### Raw data
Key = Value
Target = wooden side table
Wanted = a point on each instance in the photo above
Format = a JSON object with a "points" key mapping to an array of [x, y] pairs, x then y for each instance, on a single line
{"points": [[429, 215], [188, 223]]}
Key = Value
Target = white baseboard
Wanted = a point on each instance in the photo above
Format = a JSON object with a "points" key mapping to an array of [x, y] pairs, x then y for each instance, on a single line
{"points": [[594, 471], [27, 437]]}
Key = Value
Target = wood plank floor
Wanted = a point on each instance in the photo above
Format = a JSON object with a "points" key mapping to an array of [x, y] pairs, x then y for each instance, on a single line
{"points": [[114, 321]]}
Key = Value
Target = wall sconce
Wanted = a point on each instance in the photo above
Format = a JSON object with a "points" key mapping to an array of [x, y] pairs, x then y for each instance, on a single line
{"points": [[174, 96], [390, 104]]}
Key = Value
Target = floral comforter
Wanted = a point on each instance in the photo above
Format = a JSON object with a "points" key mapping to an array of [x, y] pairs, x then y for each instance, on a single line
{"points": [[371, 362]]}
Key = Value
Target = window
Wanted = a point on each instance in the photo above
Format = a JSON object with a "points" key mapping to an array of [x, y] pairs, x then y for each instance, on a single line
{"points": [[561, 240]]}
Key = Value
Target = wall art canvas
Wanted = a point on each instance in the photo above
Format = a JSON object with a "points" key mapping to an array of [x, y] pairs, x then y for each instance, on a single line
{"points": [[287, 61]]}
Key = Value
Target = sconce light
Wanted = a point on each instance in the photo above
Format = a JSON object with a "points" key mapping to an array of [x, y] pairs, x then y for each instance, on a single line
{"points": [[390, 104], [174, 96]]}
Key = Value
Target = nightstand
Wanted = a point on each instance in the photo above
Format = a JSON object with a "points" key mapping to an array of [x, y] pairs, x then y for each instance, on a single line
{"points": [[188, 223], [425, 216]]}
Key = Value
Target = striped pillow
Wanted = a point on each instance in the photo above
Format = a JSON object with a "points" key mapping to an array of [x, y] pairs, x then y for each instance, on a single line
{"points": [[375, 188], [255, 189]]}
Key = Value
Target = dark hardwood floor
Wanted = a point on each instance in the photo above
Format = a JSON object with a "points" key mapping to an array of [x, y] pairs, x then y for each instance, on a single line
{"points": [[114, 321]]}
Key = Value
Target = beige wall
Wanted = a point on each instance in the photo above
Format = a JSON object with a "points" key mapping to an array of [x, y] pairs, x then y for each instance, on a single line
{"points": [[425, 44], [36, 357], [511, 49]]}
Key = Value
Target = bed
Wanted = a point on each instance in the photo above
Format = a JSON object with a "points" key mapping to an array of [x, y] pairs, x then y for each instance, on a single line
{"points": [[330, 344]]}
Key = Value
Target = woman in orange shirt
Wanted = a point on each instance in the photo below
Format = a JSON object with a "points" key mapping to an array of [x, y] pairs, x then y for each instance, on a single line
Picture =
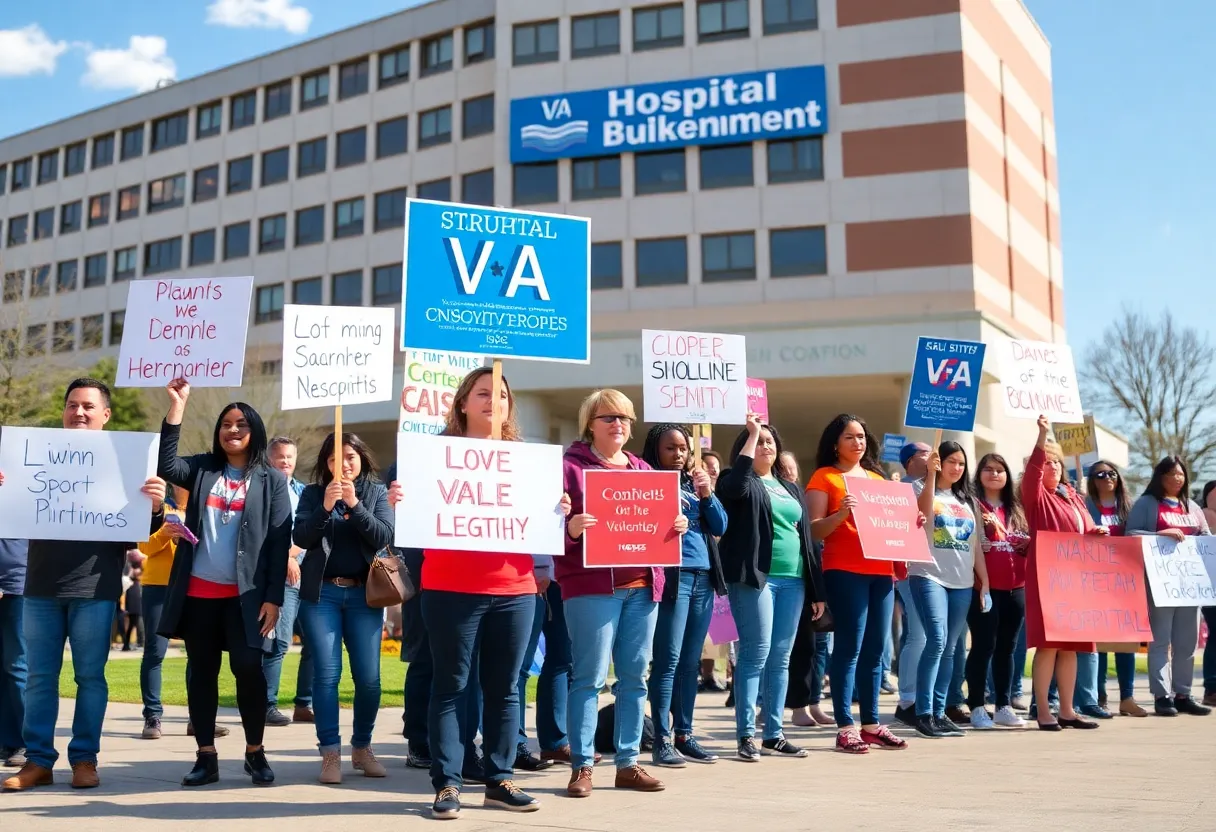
{"points": [[860, 592]]}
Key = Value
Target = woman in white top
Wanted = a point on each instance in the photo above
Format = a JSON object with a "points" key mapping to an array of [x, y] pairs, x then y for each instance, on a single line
{"points": [[941, 590]]}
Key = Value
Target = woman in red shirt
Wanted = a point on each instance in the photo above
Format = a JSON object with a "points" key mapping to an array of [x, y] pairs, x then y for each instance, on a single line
{"points": [[1052, 505], [995, 633]]}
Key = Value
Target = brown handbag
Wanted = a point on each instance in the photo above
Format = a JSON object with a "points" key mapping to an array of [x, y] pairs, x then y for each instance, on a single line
{"points": [[388, 583]]}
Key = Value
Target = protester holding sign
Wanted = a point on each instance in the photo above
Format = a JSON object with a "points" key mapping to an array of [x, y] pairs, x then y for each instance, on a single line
{"points": [[1051, 505], [771, 568], [1165, 510], [687, 602], [860, 591], [995, 631], [1109, 504], [342, 523], [225, 591], [72, 588], [611, 612]]}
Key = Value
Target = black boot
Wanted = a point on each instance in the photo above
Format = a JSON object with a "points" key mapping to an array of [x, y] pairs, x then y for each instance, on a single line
{"points": [[257, 766], [207, 770]]}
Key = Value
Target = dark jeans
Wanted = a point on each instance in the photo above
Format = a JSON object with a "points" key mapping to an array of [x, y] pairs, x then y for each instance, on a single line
{"points": [[525, 665], [212, 627], [13, 672], [861, 610], [994, 637], [455, 620], [553, 686]]}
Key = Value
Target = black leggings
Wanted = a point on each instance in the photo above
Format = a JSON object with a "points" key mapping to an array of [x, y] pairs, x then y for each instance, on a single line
{"points": [[994, 636], [210, 627]]}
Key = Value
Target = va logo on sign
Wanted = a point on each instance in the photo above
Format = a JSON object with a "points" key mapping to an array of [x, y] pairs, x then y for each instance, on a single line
{"points": [[523, 259], [950, 374]]}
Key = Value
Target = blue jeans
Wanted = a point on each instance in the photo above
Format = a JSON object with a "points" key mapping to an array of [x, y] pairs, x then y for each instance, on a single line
{"points": [[1125, 669], [861, 607], [553, 686], [525, 665], [617, 629], [85, 625], [913, 645], [341, 616], [767, 623], [944, 613], [13, 672], [679, 637], [272, 661]]}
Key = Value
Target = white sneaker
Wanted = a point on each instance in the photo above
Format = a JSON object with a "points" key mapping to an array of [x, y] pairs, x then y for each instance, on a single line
{"points": [[1007, 717]]}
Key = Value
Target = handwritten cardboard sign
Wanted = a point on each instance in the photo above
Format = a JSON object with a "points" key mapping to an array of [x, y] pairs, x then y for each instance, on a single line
{"points": [[1091, 588], [635, 513], [479, 495], [190, 329], [887, 521], [945, 387], [1076, 439], [337, 355], [1039, 377], [758, 398], [66, 484], [692, 377], [431, 382], [1181, 574]]}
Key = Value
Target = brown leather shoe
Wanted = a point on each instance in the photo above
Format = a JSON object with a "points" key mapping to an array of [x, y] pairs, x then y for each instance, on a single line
{"points": [[29, 776], [580, 782], [636, 779], [84, 775]]}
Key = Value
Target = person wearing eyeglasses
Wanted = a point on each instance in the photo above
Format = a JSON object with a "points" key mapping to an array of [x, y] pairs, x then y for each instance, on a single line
{"points": [[1109, 504], [609, 612]]}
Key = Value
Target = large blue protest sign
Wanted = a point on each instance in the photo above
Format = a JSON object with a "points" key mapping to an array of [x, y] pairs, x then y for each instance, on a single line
{"points": [[496, 282], [945, 384], [720, 110]]}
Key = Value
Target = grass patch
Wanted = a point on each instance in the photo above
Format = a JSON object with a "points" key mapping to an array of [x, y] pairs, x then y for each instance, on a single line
{"points": [[123, 675]]}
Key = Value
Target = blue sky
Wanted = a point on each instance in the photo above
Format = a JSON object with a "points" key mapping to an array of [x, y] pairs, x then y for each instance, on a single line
{"points": [[1133, 114]]}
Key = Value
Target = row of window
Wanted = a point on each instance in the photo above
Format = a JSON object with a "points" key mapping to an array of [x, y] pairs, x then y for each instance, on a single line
{"points": [[653, 27], [660, 172]]}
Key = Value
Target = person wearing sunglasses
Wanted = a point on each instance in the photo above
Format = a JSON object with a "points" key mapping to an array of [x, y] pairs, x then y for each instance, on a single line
{"points": [[609, 612], [1109, 504]]}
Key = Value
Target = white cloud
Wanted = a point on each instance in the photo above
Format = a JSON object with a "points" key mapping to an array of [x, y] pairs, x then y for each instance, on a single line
{"points": [[139, 67], [28, 51], [260, 15]]}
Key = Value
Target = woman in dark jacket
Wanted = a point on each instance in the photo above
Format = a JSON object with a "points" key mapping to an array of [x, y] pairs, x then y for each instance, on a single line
{"points": [[771, 568], [687, 602], [341, 524], [225, 590]]}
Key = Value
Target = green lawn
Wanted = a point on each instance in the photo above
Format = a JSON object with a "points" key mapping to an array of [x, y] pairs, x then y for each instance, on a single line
{"points": [[123, 675]]}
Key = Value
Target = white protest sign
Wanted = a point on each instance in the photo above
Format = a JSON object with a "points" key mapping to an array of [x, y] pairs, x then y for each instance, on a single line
{"points": [[62, 484], [1039, 377], [185, 329], [1181, 574], [337, 355], [694, 377], [479, 495], [431, 382]]}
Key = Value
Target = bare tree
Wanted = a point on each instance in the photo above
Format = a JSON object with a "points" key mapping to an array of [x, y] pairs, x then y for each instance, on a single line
{"points": [[1153, 381]]}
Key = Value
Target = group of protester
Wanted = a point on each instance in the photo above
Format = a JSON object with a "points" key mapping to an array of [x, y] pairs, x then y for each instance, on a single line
{"points": [[242, 554]]}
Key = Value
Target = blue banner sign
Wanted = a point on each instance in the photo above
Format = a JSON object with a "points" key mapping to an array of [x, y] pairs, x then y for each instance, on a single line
{"points": [[721, 110], [496, 281], [945, 384]]}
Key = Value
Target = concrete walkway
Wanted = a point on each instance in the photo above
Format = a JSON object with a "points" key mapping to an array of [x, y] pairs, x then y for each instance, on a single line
{"points": [[1130, 774]]}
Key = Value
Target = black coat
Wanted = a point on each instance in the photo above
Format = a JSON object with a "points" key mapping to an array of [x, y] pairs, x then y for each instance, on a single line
{"points": [[370, 528], [746, 550], [263, 546]]}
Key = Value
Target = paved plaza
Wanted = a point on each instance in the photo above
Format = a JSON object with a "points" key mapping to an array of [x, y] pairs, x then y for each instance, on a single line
{"points": [[1147, 774]]}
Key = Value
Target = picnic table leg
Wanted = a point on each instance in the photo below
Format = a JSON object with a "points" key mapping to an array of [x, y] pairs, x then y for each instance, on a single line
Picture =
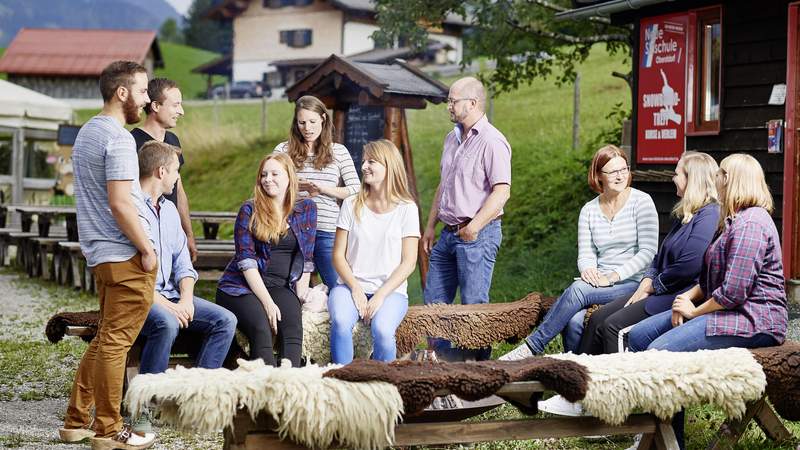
{"points": [[768, 420], [210, 230], [731, 430]]}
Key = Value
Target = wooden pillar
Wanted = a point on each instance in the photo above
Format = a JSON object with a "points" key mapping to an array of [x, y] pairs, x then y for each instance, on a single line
{"points": [[338, 125]]}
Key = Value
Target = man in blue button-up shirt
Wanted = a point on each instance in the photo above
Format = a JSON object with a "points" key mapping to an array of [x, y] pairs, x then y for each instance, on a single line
{"points": [[174, 305]]}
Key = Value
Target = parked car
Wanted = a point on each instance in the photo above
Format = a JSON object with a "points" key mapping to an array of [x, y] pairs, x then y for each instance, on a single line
{"points": [[241, 89]]}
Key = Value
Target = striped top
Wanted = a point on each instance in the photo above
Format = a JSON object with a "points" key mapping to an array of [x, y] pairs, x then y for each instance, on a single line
{"points": [[104, 151], [340, 171], [626, 244]]}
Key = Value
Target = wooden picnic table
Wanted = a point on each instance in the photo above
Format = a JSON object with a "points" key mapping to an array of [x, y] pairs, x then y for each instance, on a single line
{"points": [[211, 221], [45, 214]]}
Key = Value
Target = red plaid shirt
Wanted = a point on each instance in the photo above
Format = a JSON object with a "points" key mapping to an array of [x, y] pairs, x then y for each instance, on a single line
{"points": [[743, 271]]}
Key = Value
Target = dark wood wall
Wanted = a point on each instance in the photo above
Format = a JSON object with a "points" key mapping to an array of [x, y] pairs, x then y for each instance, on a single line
{"points": [[754, 37]]}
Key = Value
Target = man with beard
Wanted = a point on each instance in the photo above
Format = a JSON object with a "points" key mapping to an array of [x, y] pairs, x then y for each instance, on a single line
{"points": [[475, 183], [163, 111], [117, 246]]}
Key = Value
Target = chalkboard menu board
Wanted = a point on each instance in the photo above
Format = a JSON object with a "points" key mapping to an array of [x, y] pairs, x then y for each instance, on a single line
{"points": [[362, 124]]}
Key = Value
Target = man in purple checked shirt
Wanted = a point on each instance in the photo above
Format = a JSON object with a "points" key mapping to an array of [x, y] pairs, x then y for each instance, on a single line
{"points": [[474, 186]]}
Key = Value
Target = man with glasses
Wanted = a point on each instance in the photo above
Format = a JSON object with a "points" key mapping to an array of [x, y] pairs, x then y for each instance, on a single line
{"points": [[474, 186], [163, 112]]}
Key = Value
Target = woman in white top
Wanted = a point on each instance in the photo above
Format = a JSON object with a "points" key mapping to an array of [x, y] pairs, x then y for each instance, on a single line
{"points": [[374, 253], [617, 240], [325, 173]]}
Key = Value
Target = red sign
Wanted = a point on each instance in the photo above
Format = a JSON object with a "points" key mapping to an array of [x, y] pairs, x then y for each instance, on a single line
{"points": [[661, 97]]}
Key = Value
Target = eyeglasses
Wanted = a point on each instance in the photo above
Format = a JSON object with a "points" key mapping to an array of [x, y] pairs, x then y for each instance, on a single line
{"points": [[453, 101], [622, 172]]}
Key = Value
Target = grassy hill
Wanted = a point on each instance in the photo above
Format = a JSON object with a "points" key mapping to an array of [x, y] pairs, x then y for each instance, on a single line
{"points": [[548, 180], [179, 61]]}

### Exercise description
From the entries, copy every line in which the string "dark" can be found.

### Solved exercise
Target = dark hardwood floor
Target = dark jeans
Target = woman in dark jacket
Target = dark wood wall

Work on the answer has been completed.